[About this exercise]
Answer these questions using the scar treatment text below:
(a) According to the writer, what are chemical peels more beneficial for?
(b) What is said to help shrink thickened, raised fibrous scar tissue?
(c) What two reasons are given for using silicone based topicals?

Start of Excerpt to read

A chemical peel involves the application of a high potency acid upon the skin. The more potent the acid, the deeper the penetration into the skin. Personally I find this more beneficial for post inflammatory skin color changes and the most minor of acne scars. For at home use, DERMAdoctor Physical Chemistry provides both chemical peel and microdermabrasion action.

Topicals for Atrophic Scars

Everyone always wants to know what topicals can help acne scars. Anything that has been shown to help support dermal collagen bundle and hyaluronic acid such as Photodynamic Therapy and Wrinkle Revenge Serum may be useful.

These are certainly options I do encourage those with acne scars to take. I do think that the reality is that a procedure is going to maximize your results, whether done alone or incorporated with a topical agent.

Keloid Scar Therapy

Keloids are never easy to treat. However, a variety of options continue to come to the market. Pressure dressings and massage may help fatten some keloids but is not considered a terribly effective form of treatment.

Silicone based topicals are en vogue to help reduce keloid thickness and discomfort.

Steroid creams, injections and impregnated tapes can also be beneficial for treating keloidal scars. Cortisone helps shrink thickened, raised fibrous scar tissue.

The pulse dye yellow light laser as mentioned above is useful in keloid therapy.

End of Excerpt to read
Start of Supplied entries

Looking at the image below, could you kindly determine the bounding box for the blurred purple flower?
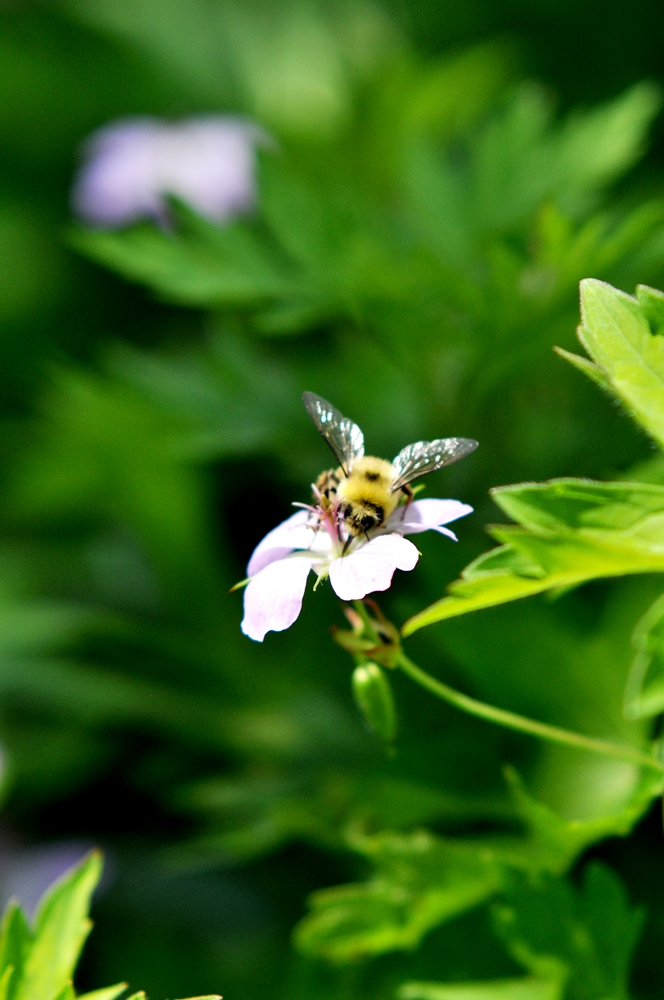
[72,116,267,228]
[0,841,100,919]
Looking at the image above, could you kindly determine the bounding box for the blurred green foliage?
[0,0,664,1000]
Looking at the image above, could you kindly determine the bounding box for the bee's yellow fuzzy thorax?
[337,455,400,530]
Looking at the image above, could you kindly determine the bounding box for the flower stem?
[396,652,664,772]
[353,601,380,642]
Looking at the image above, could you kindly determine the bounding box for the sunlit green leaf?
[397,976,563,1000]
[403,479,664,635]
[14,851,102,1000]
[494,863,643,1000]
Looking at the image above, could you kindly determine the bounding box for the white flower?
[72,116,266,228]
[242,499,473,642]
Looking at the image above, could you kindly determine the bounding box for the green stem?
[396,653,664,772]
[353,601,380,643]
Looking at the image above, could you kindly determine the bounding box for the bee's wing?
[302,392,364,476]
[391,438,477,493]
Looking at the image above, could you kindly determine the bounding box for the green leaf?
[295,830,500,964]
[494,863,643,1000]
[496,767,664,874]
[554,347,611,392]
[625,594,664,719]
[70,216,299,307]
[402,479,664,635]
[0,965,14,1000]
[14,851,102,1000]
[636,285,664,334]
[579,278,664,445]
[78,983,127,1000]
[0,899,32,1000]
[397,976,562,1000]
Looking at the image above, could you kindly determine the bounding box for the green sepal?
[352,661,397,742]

End of Supplied entries
Start of Supplied entries

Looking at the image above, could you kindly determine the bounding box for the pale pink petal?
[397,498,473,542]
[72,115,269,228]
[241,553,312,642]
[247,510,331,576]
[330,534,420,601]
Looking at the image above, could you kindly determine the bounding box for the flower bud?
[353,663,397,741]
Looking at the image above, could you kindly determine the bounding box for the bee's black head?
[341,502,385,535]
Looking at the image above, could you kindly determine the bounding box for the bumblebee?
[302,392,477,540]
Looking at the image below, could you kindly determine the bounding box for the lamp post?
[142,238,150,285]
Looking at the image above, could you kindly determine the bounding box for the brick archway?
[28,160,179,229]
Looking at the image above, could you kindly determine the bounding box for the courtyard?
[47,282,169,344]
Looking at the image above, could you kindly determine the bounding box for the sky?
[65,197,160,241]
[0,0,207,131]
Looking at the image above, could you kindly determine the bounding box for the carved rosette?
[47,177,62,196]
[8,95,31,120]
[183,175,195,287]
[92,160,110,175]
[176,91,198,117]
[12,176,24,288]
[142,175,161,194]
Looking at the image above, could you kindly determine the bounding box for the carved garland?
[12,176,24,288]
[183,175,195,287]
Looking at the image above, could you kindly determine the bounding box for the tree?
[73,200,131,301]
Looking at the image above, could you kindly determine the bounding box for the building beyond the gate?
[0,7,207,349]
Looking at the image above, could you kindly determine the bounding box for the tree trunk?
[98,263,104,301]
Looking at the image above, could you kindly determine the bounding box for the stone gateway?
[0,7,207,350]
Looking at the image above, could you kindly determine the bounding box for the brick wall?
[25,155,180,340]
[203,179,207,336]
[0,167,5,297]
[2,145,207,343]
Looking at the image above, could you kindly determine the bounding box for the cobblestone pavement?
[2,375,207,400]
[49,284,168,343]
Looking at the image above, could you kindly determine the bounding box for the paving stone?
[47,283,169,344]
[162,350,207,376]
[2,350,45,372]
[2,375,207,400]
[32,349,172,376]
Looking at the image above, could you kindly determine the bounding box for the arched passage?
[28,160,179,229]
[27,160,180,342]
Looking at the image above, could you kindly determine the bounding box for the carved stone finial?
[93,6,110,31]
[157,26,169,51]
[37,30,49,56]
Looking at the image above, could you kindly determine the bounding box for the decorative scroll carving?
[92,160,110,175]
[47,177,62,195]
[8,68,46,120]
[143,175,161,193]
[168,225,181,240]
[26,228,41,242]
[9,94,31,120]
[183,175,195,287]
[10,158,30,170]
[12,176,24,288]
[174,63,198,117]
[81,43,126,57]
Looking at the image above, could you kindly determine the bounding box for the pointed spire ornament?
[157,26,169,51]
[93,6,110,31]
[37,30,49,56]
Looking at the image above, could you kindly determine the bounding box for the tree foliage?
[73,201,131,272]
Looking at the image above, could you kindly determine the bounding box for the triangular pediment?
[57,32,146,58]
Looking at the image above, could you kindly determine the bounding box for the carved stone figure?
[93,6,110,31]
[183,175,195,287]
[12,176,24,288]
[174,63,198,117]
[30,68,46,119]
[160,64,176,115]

End of Supplied entries
Start of Supplied entries

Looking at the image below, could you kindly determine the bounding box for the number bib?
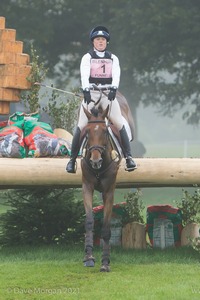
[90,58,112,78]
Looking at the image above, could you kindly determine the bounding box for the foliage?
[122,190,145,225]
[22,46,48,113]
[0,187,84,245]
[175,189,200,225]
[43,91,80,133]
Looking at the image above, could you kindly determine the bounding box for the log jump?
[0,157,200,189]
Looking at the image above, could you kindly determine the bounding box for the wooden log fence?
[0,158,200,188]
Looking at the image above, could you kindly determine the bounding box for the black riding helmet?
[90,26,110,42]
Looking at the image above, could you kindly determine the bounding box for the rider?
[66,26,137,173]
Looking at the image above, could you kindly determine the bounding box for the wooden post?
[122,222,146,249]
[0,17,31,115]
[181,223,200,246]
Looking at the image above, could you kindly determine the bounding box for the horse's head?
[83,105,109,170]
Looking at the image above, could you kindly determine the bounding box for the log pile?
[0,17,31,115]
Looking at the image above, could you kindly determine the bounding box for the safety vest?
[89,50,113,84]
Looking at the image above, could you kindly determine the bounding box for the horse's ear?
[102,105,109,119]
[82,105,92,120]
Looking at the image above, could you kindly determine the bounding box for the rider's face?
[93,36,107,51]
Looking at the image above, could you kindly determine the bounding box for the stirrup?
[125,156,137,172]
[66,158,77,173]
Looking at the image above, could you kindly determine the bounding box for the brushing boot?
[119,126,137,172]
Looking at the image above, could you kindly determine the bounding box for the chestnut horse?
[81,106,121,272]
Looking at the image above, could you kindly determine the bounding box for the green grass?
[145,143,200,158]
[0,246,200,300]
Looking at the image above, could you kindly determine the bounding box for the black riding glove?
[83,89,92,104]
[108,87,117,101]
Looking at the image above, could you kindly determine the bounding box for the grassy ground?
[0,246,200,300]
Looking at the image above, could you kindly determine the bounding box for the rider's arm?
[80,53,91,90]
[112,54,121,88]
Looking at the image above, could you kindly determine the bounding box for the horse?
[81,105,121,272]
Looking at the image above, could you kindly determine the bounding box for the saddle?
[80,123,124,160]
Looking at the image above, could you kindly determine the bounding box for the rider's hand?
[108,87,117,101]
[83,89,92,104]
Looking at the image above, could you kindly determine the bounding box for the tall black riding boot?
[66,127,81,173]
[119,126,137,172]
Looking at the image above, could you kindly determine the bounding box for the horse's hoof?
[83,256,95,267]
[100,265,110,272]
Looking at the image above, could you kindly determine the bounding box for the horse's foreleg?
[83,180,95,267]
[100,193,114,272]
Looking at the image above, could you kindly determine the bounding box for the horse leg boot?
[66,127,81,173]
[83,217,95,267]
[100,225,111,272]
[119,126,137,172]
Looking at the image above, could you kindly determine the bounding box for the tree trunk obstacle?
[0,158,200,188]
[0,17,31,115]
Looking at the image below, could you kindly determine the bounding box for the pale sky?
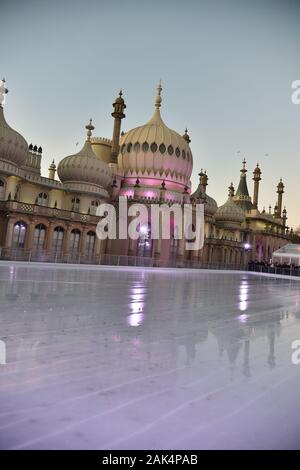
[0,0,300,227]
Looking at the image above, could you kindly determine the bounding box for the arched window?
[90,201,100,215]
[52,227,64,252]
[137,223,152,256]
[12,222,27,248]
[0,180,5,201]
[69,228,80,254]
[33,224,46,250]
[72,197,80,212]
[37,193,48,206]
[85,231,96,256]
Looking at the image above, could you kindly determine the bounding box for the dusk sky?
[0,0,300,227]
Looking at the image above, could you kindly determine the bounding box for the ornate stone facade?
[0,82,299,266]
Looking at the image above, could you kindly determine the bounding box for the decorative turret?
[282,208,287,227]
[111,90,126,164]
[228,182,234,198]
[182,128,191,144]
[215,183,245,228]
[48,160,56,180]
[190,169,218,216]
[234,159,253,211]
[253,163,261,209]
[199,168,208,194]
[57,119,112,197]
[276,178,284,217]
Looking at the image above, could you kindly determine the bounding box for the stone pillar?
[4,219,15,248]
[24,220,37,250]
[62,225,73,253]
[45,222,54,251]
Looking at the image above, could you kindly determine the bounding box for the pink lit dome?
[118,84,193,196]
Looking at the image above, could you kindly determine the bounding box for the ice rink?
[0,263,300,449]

End of Supplied entries

[Task result]
(a) Post inflammatory skin color changes and the most minor of acne scars.
(b) Cortisone.
(c) To help reduce keloid thickness and discomfort.